↓
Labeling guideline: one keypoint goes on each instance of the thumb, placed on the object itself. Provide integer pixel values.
↑
↓
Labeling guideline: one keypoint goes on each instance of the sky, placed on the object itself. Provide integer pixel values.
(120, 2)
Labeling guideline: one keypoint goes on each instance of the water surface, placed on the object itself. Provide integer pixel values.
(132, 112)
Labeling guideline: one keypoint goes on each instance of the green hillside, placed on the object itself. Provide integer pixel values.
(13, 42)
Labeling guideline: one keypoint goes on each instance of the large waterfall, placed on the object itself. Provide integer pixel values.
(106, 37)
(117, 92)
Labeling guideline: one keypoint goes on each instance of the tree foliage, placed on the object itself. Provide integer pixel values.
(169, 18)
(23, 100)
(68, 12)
↑
GIVEN EXERCISE: From the records above, copy out each line that contains the word "large", treating uppercase and lowercase as different.

RESPONSE TO THIS EXERCISE:
Labeling guideline: one keypoint goes on each instance of the large waterfall, placed on the object itself. Provide integer pixel values.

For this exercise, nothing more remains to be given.